▶ ASSIGNMENT
All of the data below should be repeated exactly. Pictures should not be included.

▶ RECORDS FOR PROCESSING
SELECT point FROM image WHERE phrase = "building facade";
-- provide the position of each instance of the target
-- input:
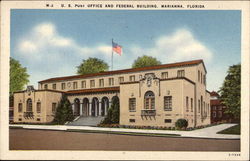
(218, 109)
(148, 96)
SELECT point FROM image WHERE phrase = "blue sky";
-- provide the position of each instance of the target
(51, 43)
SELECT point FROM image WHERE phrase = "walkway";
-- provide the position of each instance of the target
(209, 132)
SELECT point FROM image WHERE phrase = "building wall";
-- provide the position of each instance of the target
(46, 98)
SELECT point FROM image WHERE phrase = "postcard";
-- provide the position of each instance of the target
(125, 80)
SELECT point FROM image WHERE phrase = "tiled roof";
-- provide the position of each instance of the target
(179, 64)
(215, 102)
(214, 94)
(94, 90)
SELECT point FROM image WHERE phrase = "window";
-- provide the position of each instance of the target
(74, 85)
(111, 81)
(53, 107)
(199, 106)
(63, 86)
(54, 86)
(220, 114)
(168, 103)
(132, 78)
(149, 100)
(101, 82)
(92, 83)
(214, 114)
(132, 104)
(180, 73)
(198, 75)
(191, 100)
(131, 120)
(29, 105)
(186, 103)
(38, 107)
(83, 84)
(121, 79)
(168, 120)
(164, 75)
(201, 77)
(20, 107)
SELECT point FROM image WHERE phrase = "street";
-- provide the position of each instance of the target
(23, 139)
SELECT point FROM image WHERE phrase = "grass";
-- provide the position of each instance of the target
(123, 133)
(235, 130)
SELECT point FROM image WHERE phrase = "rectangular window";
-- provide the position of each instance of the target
(164, 75)
(214, 114)
(201, 77)
(101, 82)
(198, 75)
(199, 106)
(131, 120)
(186, 103)
(180, 73)
(191, 100)
(63, 86)
(168, 120)
(20, 107)
(132, 104)
(38, 107)
(132, 78)
(92, 83)
(111, 81)
(121, 79)
(168, 103)
(54, 86)
(74, 85)
(83, 84)
(53, 107)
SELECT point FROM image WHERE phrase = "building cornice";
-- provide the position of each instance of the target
(172, 65)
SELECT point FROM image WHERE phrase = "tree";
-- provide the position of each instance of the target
(64, 112)
(230, 91)
(145, 61)
(92, 65)
(18, 76)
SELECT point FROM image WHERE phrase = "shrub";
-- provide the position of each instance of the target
(181, 123)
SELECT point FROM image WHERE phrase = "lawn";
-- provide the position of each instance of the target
(235, 130)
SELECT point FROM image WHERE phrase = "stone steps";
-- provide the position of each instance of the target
(87, 121)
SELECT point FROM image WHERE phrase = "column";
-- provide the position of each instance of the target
(81, 104)
(90, 108)
(73, 107)
(100, 108)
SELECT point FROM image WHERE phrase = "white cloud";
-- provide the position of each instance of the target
(179, 46)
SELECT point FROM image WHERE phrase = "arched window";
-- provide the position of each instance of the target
(149, 100)
(29, 105)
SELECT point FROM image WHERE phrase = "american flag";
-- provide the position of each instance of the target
(117, 48)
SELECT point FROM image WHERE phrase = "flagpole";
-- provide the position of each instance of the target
(112, 56)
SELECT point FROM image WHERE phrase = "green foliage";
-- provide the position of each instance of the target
(230, 91)
(64, 112)
(18, 76)
(181, 123)
(113, 115)
(145, 61)
(92, 65)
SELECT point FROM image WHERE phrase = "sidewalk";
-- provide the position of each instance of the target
(209, 132)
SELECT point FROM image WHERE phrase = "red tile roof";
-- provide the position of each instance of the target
(179, 64)
(94, 90)
(213, 93)
(215, 102)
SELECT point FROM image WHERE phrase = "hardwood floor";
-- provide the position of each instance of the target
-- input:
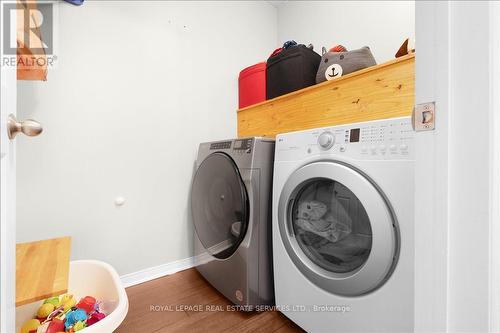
(185, 302)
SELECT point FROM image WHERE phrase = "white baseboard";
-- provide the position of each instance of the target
(156, 272)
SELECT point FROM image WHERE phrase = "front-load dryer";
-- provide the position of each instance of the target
(343, 240)
(231, 212)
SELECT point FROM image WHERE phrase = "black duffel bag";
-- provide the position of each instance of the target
(291, 69)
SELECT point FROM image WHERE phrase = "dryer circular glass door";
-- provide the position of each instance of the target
(338, 228)
(219, 205)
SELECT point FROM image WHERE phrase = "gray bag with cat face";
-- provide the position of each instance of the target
(336, 64)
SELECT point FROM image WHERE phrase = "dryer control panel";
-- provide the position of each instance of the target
(386, 139)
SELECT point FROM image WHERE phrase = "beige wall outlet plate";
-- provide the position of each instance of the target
(424, 117)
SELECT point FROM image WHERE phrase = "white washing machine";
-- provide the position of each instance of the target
(343, 227)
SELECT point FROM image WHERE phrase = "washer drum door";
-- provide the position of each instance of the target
(338, 228)
(219, 205)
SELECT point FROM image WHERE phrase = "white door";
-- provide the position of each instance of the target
(9, 128)
(7, 195)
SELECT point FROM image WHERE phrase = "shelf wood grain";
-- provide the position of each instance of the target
(42, 269)
(379, 92)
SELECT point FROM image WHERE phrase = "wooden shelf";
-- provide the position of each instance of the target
(42, 269)
(379, 92)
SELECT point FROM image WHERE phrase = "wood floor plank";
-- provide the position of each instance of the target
(185, 302)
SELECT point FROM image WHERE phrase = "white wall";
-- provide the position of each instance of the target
(381, 25)
(454, 224)
(137, 87)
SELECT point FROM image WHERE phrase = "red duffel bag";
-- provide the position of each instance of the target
(252, 85)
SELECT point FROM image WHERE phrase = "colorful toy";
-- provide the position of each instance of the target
(87, 303)
(80, 325)
(64, 315)
(95, 317)
(335, 64)
(55, 326)
(73, 317)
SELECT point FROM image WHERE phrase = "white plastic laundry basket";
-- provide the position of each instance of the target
(90, 278)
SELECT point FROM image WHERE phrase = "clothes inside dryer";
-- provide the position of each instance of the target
(331, 226)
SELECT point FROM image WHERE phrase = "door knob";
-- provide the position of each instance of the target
(28, 127)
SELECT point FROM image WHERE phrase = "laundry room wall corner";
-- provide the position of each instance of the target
(123, 114)
(453, 170)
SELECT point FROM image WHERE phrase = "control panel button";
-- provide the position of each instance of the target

▶ TASK RESPONSE
SELECT point FROM image WHERE phrase = "building facade";
-- provide the position of each instance of the target
-- input:
(218, 109)
(148, 96)
SELECT point FROM image WHERE phrase = "blue sky";
-- provide the position of each instance of the target
(51, 43)
SELECT point FROM image WHERE phrase = "walkway";
-- provide the position of each instance of the target
(209, 132)
SELECT point FROM image WHERE phrase = "building wall";
-- provide the position of each instance of the target
(46, 98)
SELECT point FROM image WHERE phrase = "postcard";
-- provide the position of each instance of the target
(125, 80)
SELECT point FROM image WHERE phrase = "tiled roof";
-- provide the position of each instance of the target
(179, 64)
(215, 102)
(214, 94)
(94, 90)
SELECT point FROM image WHERE phrase = "window";
-- provide the position of each instance of the target
(74, 85)
(111, 81)
(53, 107)
(199, 106)
(63, 86)
(54, 86)
(220, 114)
(168, 103)
(132, 78)
(149, 100)
(101, 82)
(92, 83)
(214, 114)
(132, 104)
(180, 73)
(198, 75)
(191, 100)
(131, 120)
(29, 105)
(186, 103)
(38, 107)
(83, 84)
(121, 79)
(168, 120)
(164, 75)
(201, 77)
(20, 107)
SELECT point FROM image WHERE phrase = "street";
-- provide the position of each instance of the target
(23, 139)
SELECT point FROM image WHERE phrase = "grass";
-- provide the position of each instance of the target
(123, 133)
(235, 130)
SELECT point FROM image WHERE phrase = "rectangular window";
-- provide the position of each instance of the target
(164, 75)
(214, 114)
(201, 77)
(101, 82)
(198, 75)
(199, 106)
(131, 120)
(186, 103)
(180, 73)
(191, 100)
(63, 86)
(168, 120)
(20, 107)
(132, 104)
(38, 107)
(132, 78)
(92, 83)
(111, 81)
(121, 79)
(168, 103)
(54, 86)
(74, 85)
(83, 84)
(53, 107)
SELECT point FROM image WHERE phrase = "building cornice";
-- provide the position of each instance of the target
(172, 65)
SELECT point FROM image WHERE phrase = "tree";
-- provide the position of each instance of the target
(64, 112)
(230, 91)
(145, 61)
(92, 65)
(18, 76)
SELECT point FROM image WHERE phrase = "shrub";
-- provide the position of each instance of the target
(181, 123)
SELECT point FROM image WHERE phrase = "lawn";
-- provide the position of each instance of the target
(235, 130)
SELECT point FROM image WHERE phrase = "stone steps";
-- provide the position of each instance of the target
(87, 121)
SELECT point FROM image WHERE phrase = "column";
-- provide the position of each instance of the target
(81, 104)
(90, 108)
(73, 107)
(100, 108)
SELECT point FROM image WHERE phrase = "white cloud";
-- provide the position of each instance of the target
(179, 46)
SELECT point FROM image WHERE phrase = "arched window";
-- provide the position of each instance of the target
(149, 100)
(29, 105)
SELECT point FROM image WHERE phrase = "american flag";
-- provide the position of each instance of the target
(117, 48)
SELECT point FROM image WHERE phrase = "flagpole";
-- provide the position of each instance of the target
(112, 56)
SELECT point FROM image WHERE phrase = "green foliage";
-- provide the position of each instance of the target
(230, 91)
(64, 112)
(18, 76)
(181, 123)
(113, 115)
(145, 61)
(92, 65)
SELECT point FROM image WHERE phrase = "sidewalk";
-- provide the position of each instance of the target
(209, 132)
SELECT point FROM image WHERE phrase = "red tile roof";
-- provide the position of each instance of the target
(179, 64)
(94, 90)
(213, 93)
(215, 102)
SELECT point FROM image WHERE phrase = "hardwood floor";
-- provide the position of each instance of the target
-- input:
(185, 302)
SELECT point FROM image WHERE phrase = "white baseboard";
-- provide the position of each instance of the target
(156, 272)
SELECT point FROM image WHERE phrase = "front-load dryer";
-- provide the position of each instance of the target
(343, 240)
(231, 212)
SELECT point FROM image WHERE phrase = "black duffel bag";
-- provide the position of each instance of the target
(291, 69)
SELECT point FROM image WHERE phrase = "dryer circular glass door";
-- provide the position of each instance of the target
(338, 228)
(219, 205)
SELECT point FROM image WHERE phrase = "gray bag with cat face";
-- provide the position of each instance of the target
(336, 64)
SELECT point FROM image WHERE phrase = "dryer control panel";
-- provide the position of each instance of the target
(386, 139)
SELECT point FROM image WHERE phrase = "beige wall outlet plate";
-- provide the position of each instance of the target
(424, 117)
SELECT point FROM image WHERE phrase = "white washing machine";
-- provide the position of each instance of the target
(343, 227)
SELECT point FROM image WHERE phrase = "washer drum door";
-- provide the position of each instance of the target
(338, 228)
(219, 205)
SELECT point FROM image WHERE phrase = "white door";
-- provide the position of each instance of the target
(9, 128)
(7, 195)
SELECT point FROM image WHERE phrase = "shelf wood grain";
-- provide the position of each instance of the target
(42, 269)
(379, 92)
SELECT point FROM image WHERE phrase = "wooden shelf";
-- provide the position of each instance of the target
(42, 269)
(379, 92)
SELECT point FROM image WHERE phrase = "wood floor plank";
-- provide the position of each instance of the target
(185, 302)
SELECT point FROM image WHERE phrase = "white wall";
-- provide the position of each instance of the target
(381, 25)
(454, 224)
(137, 87)
SELECT point FROM image WHERE phrase = "red duffel bag";
-- provide the position of each instance of the target
(252, 85)
SELECT point FROM image WHERE phrase = "colorful toy";
-- provide the position of each instance of the target
(87, 303)
(80, 325)
(64, 315)
(95, 317)
(335, 64)
(55, 326)
(73, 317)
SELECT point FROM image WHERE phrase = "white plastic laundry basket";
-- provide the position of each instance of the target
(90, 278)
SELECT point FROM image WHERE phrase = "clothes inside dryer";
-- provide the position of each instance of the target
(331, 226)
SELECT point FROM image WHERE phrase = "door knob";
-- provide the position of each instance of the target
(28, 127)
SELECT point FROM image WHERE phrase = "laundry room wall corner";
-- provide the position of each instance of the target
(123, 114)
(453, 170)
SELECT point FROM image WHERE phrase = "control panel button";
-- provide the position of each instance of the target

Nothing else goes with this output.